Requirement
Change "Target" to "Object" in the data below. Give back only everything from the line containing "face in the photo above." down to the line containing "pixel 531 272", with all else left unchanged.

Dataset rows
--
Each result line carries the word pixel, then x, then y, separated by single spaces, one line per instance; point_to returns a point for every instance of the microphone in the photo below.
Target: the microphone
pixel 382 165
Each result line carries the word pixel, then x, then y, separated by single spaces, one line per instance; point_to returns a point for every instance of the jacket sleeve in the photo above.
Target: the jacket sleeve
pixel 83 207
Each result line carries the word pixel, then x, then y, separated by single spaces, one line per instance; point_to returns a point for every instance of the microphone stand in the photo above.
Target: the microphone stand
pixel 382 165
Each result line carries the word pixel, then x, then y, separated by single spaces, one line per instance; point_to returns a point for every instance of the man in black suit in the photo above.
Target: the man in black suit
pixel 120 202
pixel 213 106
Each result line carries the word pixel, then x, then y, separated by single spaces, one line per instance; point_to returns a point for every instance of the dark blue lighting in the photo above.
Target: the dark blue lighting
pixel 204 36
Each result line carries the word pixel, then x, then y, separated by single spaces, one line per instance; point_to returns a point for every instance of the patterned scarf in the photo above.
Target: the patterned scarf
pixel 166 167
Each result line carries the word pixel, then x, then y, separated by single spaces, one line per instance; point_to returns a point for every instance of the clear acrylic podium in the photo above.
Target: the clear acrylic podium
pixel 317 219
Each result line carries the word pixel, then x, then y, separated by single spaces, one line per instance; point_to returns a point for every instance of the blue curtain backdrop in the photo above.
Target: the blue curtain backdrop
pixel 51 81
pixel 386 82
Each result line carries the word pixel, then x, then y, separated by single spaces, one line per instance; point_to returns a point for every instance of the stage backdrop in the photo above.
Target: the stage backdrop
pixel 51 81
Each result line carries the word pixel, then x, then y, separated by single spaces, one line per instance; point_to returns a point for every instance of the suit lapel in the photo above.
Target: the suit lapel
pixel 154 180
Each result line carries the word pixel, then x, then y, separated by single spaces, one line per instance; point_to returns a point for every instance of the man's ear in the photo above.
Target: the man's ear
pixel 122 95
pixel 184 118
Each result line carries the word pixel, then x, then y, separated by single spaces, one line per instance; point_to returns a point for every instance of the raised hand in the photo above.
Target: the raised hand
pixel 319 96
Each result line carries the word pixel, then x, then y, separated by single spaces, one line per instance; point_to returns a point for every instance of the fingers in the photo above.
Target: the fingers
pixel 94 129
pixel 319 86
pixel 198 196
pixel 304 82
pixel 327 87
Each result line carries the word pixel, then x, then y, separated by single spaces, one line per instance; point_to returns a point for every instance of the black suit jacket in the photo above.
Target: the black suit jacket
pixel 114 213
--
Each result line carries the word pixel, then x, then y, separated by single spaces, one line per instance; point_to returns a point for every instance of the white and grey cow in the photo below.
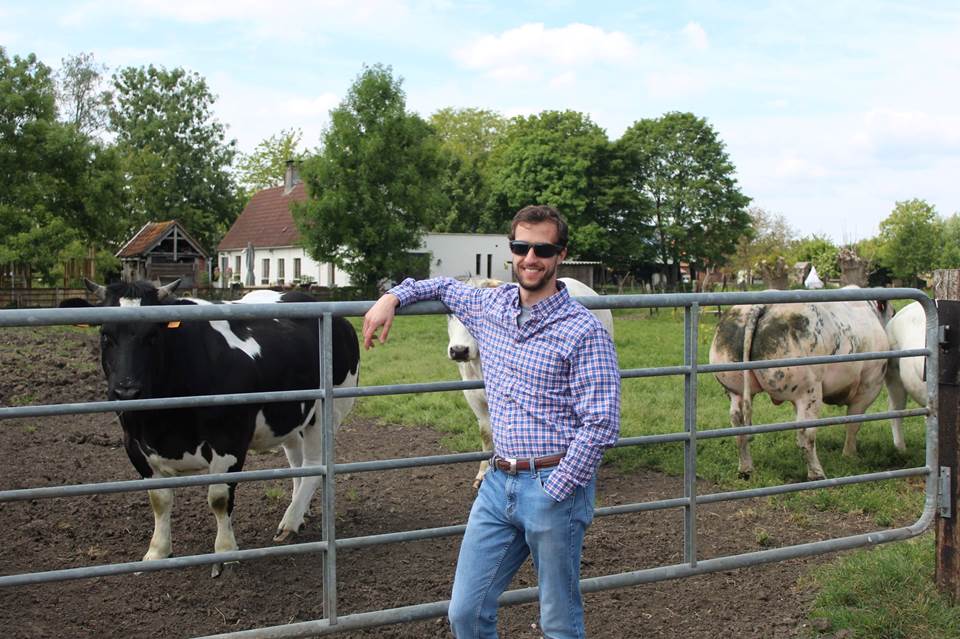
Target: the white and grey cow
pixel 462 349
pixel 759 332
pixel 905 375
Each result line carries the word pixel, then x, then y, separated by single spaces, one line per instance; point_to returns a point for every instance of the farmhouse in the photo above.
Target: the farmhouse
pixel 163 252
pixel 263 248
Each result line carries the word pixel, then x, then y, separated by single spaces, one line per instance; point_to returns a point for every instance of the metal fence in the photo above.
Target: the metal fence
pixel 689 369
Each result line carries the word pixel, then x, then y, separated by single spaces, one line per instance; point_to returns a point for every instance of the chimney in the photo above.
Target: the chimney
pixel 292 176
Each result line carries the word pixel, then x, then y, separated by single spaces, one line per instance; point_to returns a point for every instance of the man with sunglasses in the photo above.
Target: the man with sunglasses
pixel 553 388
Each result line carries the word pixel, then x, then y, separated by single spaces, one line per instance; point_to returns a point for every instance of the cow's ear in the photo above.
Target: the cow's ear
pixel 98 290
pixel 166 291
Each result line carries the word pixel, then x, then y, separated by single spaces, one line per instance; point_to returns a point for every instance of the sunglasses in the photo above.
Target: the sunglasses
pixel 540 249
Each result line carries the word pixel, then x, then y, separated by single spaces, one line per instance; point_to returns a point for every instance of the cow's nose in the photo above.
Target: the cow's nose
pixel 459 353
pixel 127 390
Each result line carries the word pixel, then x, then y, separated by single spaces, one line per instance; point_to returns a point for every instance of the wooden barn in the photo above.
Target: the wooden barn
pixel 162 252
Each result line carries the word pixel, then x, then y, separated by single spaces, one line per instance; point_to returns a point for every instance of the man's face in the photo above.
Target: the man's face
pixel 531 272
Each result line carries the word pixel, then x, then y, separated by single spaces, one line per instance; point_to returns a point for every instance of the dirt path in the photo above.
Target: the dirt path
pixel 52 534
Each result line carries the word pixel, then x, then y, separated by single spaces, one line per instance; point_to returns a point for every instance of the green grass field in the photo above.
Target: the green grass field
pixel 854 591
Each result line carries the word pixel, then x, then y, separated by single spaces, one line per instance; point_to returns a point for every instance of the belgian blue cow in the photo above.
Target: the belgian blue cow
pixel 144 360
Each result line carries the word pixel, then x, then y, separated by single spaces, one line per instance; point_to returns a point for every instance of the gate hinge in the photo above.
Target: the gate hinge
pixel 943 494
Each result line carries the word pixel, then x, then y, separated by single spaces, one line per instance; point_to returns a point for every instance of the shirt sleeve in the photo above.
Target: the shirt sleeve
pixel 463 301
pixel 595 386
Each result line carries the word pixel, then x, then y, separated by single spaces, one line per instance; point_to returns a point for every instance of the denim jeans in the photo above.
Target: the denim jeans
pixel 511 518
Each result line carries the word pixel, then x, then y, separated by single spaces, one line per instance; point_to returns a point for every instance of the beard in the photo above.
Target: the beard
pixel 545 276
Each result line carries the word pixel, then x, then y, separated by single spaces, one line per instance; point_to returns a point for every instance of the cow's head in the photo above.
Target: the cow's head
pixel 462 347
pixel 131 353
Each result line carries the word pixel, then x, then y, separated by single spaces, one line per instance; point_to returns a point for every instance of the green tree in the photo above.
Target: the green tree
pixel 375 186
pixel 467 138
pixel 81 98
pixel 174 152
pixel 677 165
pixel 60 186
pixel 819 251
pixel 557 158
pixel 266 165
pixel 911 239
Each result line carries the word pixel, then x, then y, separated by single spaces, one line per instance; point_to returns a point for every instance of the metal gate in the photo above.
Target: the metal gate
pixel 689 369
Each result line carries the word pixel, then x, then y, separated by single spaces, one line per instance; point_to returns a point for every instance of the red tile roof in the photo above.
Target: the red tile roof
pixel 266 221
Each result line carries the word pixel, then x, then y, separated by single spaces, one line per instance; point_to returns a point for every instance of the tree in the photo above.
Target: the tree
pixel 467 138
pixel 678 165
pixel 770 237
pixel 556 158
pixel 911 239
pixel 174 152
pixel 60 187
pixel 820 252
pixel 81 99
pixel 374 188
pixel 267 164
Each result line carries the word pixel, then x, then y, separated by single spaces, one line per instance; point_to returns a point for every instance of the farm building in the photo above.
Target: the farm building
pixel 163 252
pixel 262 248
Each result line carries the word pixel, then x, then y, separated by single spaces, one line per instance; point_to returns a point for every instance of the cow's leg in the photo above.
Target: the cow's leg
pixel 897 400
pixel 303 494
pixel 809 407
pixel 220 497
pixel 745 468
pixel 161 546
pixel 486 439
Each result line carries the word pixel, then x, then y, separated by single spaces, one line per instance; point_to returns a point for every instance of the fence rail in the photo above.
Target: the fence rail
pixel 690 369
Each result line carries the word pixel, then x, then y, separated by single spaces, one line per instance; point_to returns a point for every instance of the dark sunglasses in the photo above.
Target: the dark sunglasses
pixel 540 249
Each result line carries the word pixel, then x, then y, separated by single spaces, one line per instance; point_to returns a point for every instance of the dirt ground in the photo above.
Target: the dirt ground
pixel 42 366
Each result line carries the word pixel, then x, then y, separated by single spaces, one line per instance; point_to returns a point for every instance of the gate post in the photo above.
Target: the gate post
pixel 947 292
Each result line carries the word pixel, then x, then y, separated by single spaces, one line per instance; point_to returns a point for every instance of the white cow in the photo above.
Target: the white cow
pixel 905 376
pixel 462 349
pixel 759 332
--
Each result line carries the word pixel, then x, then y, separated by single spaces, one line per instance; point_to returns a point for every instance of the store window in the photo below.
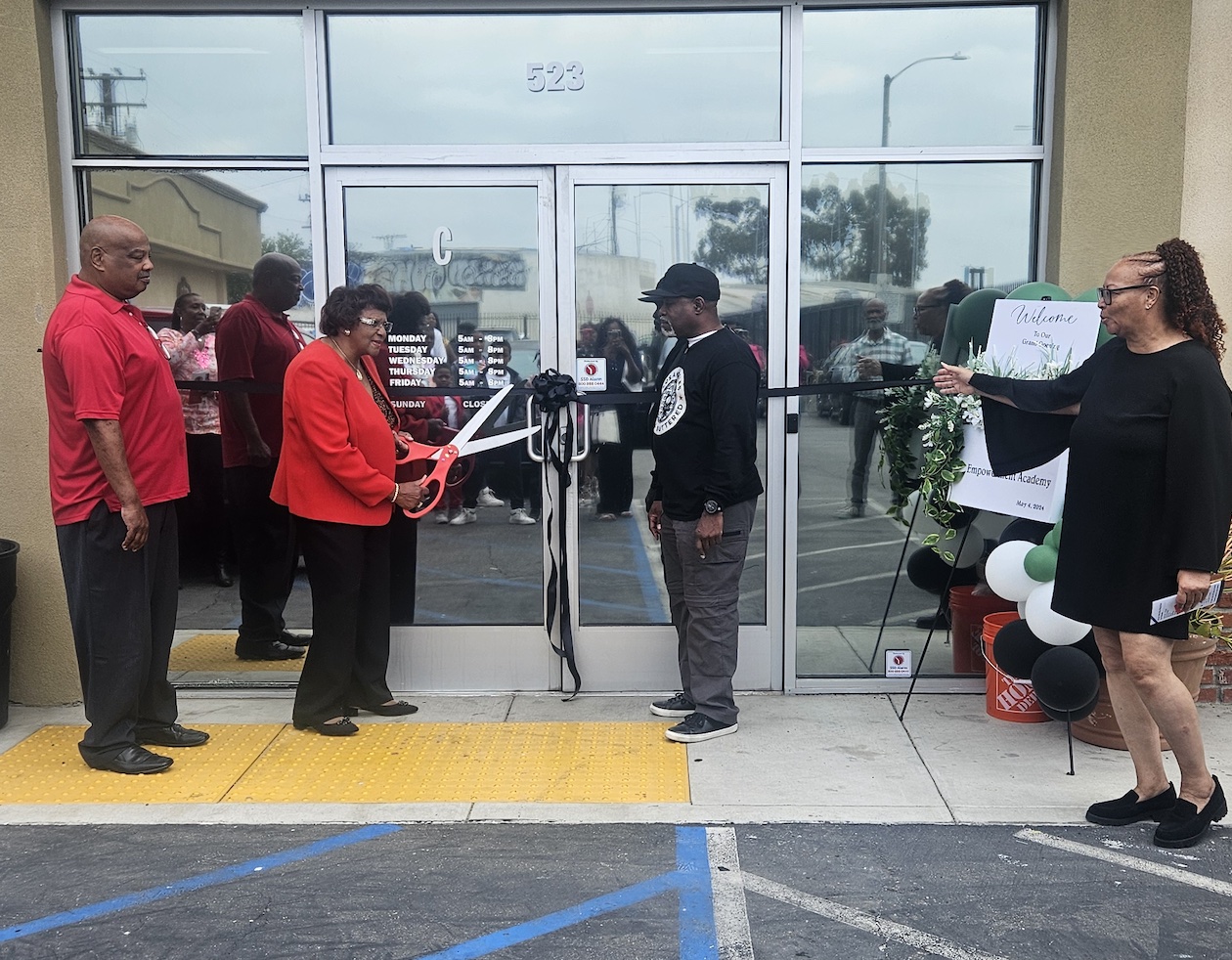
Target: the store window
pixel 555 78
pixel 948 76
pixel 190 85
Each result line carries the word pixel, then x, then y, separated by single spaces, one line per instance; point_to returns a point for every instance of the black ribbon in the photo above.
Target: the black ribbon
--
Complete output
Each result line carries the word pixel, then x, then y, separated by single spaces, one line per instance; point_to returns a point for every instance of the man's face in the photo above.
Object: the man's face
pixel 531 272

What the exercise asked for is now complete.